Requirement: An exact copy of all the data is the required output.
-- Opening Marker --
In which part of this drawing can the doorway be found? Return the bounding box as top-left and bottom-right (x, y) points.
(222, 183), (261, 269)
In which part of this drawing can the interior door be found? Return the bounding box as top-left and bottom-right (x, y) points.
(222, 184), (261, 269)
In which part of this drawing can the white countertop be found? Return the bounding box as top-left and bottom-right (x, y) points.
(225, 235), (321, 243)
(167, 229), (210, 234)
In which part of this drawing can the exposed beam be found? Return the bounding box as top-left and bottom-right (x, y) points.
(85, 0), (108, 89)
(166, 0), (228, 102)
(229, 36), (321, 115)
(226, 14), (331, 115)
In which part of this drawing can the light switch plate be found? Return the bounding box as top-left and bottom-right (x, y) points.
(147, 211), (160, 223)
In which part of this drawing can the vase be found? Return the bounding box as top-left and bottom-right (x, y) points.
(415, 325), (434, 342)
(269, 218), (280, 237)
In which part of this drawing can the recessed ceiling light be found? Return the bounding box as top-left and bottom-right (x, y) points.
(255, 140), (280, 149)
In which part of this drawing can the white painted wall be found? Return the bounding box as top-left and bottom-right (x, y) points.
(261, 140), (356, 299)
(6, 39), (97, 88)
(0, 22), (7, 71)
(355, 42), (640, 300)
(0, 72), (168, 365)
-- Closing Marker --
Written answer:
In which part of this drawing can the doorway be found? Return the bounding box as top-left and bottom-right (x, y) points.
(222, 183), (261, 269)
In which part of this drawing can the interior door be found? Return the bounding box as top-left and bottom-right (x, y) points.
(222, 184), (261, 269)
In which part of this drawing can the white countertop be found? Return the bounding box as top-left and bottom-right (x, y) points.
(225, 235), (321, 243)
(167, 229), (210, 234)
In which part of this drawing can the exposed beam be found? Return the bounding box as top-left and bottom-right (x, y) points.
(85, 0), (108, 89)
(166, 0), (228, 102)
(229, 36), (321, 115)
(226, 14), (331, 115)
In which part of this drawing can the light switch plate be found? Return the bounding box as top-left and bottom-right (x, y) points.
(147, 211), (160, 223)
In which part of this drawing can the vase be found? Return the bounding box as top-left and bottom-right (x, y) points.
(415, 325), (434, 342)
(269, 218), (280, 237)
In which part of this drawing can the recessed ceiling light be found? Return the bounding box as top-left and bottom-right (x, y) points.
(255, 140), (280, 149)
In which part of this drawing can the white painted wall be found? Return the bounding box as top-left and bottom-right (x, y) points.
(261, 140), (356, 299)
(6, 39), (97, 88)
(0, 22), (7, 71)
(355, 42), (640, 300)
(0, 72), (168, 365)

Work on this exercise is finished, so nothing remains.